* [Exercice court a] Mettez à jour le passage du texte sur le Gyndès qui commence aux mots « IL est fâcheux » et s'arrête après « fortifications de Modon. », en y remplaçant « torrent » par « ruisseau ».

* [Extrait du texte]

__________________________________________________

Mais comment suppléer à l’aridité naturelle d’un pays où il pleut fort rarement, et qui, à part ses grands fleuves, est absolument privé de sources et d’eaux courantes ?

L’industrie chaldéenne avait de bonne heure résolu ce problème. De l’Euphrate, du Tigre et de la Diyala partaient en tous sens de larges canaux, dont les uns faisaient communiquer les fleuves entre eux, et dont les autres (les plus nombreux) allaient finir dans la plaine. Les grands canaux étaient eux-mêmes les artères, d’où partaient d’autres saignées qui se ramifiaient à leur tour, de manière que l’ensemble formait quelque chose d’analogue aux nervures d’une feuille d’arbre. Les principaux canaux de communication étaient navigables, et étaient couverts de barques chargées de blé. Xénophon en mentionne quatre : le Saklaouidja, le plus important de ceux qui sont restés en activité, a quarante pieds de large et un courant de quatre mille à l’heure.

La Diyala, que j’ai nommée tout à l’heure, est l’antique Gyndès : ce nom me fournit l’occasion de dire ma pensée sur une anecdote tirée de l’histoire ancienne, et bien connue de tout collégien qui a fait ses humanités et n’a pas « bifurqué. » Cyrus, marchant contre Babylone, faillit périr en passant les eaux furieuses du Gyndès, où son cheval perdait pied. Furieux de cette insolence du fleuve, il jura de le réduire à si peu qu’il n’effrayerait même pas un enfant : et en conséquence il employa toute son immense armée à creuser des tranchées de dérivation qui affaiblirent le Gyndès au point d’en faire un torrent insignifiant. L’été tout entier se passa ainsi, et la campagne contre Babylone fut manquée. Le candide professeur de sixième qui vous explique ces belles choses ne manque pas de faire observer combien il est dangereux de s’abandonner à des colères futiles surtout contre les éléments.

IL est fâcheux que les hommes honorables, chargés de nous enseigner l’antiquité soient généralement plus forts sur le que retranché, que sur l’irrigation et le drainage. Beaucoup de choses sont invraisemblables dans le récit grec. D’abord, le héros de l’anecdote joue un rôle trop sérieux dans l’histoire pour qu’il ait dû sacrifier le succès d’une brillante campagne à un accès de fureur niaise contre un torrent ; puis, eût-il commandé cette folie, l’armée n’eût pas obéi. On peut tout faire faire à une armée d’Orientaux, excepté lui faire remuer la terre : il y a contre ce genre de travaux un préjugé si invincible, que même dans la guerre de l’indépendance grecque, les insurgés de Morée se mutinèrent contre des officiers français qui voulaient les faire travailler aux fortifications de Modon.

__________________________________________________

* [Lignes de données]
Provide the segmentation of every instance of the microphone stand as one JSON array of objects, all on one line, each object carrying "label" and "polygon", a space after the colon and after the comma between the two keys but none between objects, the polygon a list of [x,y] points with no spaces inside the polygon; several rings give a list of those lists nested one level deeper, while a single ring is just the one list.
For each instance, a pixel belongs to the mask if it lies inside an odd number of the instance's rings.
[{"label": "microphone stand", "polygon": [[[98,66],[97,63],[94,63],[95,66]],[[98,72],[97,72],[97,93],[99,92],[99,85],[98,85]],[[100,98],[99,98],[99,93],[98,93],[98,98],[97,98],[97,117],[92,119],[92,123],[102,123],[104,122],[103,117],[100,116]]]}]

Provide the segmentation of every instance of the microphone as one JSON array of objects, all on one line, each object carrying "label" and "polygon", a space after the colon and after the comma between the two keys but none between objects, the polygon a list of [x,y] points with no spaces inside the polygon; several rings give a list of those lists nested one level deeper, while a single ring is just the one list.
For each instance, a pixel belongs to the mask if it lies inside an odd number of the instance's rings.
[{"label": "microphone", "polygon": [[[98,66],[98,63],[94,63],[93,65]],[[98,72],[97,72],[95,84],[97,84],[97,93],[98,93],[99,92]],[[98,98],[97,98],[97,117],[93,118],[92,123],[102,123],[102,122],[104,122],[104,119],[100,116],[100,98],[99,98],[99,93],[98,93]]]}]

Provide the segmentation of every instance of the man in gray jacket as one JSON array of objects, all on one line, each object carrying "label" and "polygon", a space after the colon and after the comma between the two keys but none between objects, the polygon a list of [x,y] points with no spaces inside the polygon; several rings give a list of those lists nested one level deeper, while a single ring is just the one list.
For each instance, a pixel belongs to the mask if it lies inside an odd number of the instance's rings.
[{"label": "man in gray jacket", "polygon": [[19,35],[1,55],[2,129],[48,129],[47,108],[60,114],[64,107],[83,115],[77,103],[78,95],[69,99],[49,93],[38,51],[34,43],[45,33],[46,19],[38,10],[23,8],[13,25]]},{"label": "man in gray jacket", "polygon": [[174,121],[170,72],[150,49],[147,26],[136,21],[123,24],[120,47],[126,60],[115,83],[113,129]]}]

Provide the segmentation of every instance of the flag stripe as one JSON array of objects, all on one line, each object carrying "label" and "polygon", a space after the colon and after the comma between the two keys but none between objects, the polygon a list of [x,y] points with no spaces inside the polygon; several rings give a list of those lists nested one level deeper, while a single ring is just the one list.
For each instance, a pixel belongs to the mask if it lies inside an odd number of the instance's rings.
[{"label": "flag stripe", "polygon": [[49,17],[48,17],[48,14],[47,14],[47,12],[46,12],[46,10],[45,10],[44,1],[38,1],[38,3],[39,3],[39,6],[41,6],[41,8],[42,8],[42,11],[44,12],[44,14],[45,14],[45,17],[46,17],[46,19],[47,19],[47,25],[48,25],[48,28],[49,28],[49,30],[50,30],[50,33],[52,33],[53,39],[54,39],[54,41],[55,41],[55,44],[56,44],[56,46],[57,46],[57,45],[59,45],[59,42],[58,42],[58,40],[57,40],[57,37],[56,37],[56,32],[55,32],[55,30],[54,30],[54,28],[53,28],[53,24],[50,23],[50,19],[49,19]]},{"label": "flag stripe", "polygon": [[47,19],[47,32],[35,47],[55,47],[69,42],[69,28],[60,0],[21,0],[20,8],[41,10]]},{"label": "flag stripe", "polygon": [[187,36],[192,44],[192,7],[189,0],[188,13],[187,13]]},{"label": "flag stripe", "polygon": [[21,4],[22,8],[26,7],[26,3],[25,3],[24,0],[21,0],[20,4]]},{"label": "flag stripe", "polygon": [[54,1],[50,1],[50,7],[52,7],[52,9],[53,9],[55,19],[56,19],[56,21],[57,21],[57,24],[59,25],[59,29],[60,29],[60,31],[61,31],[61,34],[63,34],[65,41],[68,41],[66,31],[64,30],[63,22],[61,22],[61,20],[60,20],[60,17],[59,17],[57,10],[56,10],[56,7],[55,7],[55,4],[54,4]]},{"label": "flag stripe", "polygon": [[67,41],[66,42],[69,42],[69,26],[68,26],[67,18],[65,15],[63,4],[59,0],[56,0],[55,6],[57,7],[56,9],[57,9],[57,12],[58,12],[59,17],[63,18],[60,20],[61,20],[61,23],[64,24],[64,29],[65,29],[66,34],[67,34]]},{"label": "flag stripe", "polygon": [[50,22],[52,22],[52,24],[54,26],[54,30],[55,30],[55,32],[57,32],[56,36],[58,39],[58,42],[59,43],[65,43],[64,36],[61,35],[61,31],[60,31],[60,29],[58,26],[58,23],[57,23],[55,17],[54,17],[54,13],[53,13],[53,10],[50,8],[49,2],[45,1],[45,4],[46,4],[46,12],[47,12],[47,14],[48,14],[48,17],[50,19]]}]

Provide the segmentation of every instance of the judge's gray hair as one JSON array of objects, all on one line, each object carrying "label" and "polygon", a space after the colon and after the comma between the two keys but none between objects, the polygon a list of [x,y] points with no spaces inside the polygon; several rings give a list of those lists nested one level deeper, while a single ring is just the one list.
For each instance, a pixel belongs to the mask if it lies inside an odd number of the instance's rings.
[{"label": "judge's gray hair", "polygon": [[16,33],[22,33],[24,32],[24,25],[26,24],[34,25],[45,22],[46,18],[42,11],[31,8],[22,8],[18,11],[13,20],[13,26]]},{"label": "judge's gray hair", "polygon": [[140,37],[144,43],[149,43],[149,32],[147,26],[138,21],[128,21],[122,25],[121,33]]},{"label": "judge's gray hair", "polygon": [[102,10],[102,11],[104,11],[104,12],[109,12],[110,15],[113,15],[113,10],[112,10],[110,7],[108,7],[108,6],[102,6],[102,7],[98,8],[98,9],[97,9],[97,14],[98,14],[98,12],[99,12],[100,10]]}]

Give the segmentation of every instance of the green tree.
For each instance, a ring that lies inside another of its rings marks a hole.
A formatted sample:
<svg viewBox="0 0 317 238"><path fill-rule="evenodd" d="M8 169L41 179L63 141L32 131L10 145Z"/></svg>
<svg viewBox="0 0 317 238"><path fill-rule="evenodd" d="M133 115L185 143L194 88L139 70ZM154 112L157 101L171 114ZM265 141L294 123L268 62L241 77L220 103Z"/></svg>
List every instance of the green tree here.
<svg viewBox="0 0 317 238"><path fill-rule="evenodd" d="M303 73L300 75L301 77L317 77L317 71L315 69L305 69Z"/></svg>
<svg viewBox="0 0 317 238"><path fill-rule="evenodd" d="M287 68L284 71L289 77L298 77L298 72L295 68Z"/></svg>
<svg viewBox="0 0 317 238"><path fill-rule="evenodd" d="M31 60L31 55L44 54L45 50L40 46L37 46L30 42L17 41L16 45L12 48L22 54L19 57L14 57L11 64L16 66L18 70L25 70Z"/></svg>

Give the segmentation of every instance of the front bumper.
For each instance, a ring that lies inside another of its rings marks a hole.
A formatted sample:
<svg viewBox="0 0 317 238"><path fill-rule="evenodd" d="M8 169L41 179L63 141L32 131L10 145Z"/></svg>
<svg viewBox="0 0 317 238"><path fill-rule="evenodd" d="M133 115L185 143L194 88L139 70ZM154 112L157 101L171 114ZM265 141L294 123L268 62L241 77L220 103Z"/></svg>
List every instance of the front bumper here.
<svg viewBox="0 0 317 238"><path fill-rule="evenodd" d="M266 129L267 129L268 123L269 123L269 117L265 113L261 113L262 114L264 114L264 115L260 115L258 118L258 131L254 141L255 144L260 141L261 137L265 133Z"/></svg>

__________________________________________________

* [Exercice court b] Présentez en tableau Markdown, avec les colonnes N° et Ligne, les lignes de données qui vont de celle contenant « Give the segmentation of every instance of the front » jusqu'à la dernière ligne de données, ces deux bornes comprises, sans les lignes vides.

* [Réponse attendue a]
IL est fâcheux que les hommes honorables, chargés de nous enseigner l’antiquité soient généralement plus forts sur le que retranché, que sur l’irrigation et le drainage. Beaucoup de choses sont invraisemblables dans le récit grec. D’abord, le héros de l’anecdote joue un rôle trop sérieux dans l’histoire pour qu’il ait dû sacrifier le succès d’une brillante campagne à un accès de fureur niaise contre un ruisseau ; puis, eût-il commandé cette folie, l’armée n’eût pas obéi. On peut tout faire faire à une armée d’Orientaux, excepté lui faire remuer la terre : il y a contre ce genre de travaux un préjugé si invincible, que même dans la guerre de l’indépendance grecque, les insurgés de Morée se mutinèrent contre des officiers français qui voulaient les faire travailler aux fortifications de Modon.

* [Réponse attendue b]
| N° | Ligne |
|---|---|
| 1 | Give the segmentation of every instance of the front bumper. |
| 2 | For each instance, a ring that lies inside another of its rings marks a hole. |
| 3 | A formatted sample: |
| 4 | <svg viewBox="0 0 317 238"><path fill-rule="evenodd" d="M8 169L41 179L63 141L32 131L10 145Z"/></svg> |
| 5 | <svg viewBox="0 0 317 238"><path fill-rule="evenodd" d="M133 115L185 143L194 88L139 70ZM154 112L157 101L171 114ZM265 141L294 123L268 62L241 77L220 103Z"/></svg> |
| 6 | List every instance of the front bumper here. |
| 7 | <svg viewBox="0 0 317 238"><path fill-rule="evenodd" d="M266 129L267 129L268 123L269 123L269 117L265 113L261 113L262 114L264 114L264 115L260 115L258 118L258 131L254 141L255 144L260 141L261 137L265 133Z"/></svg> |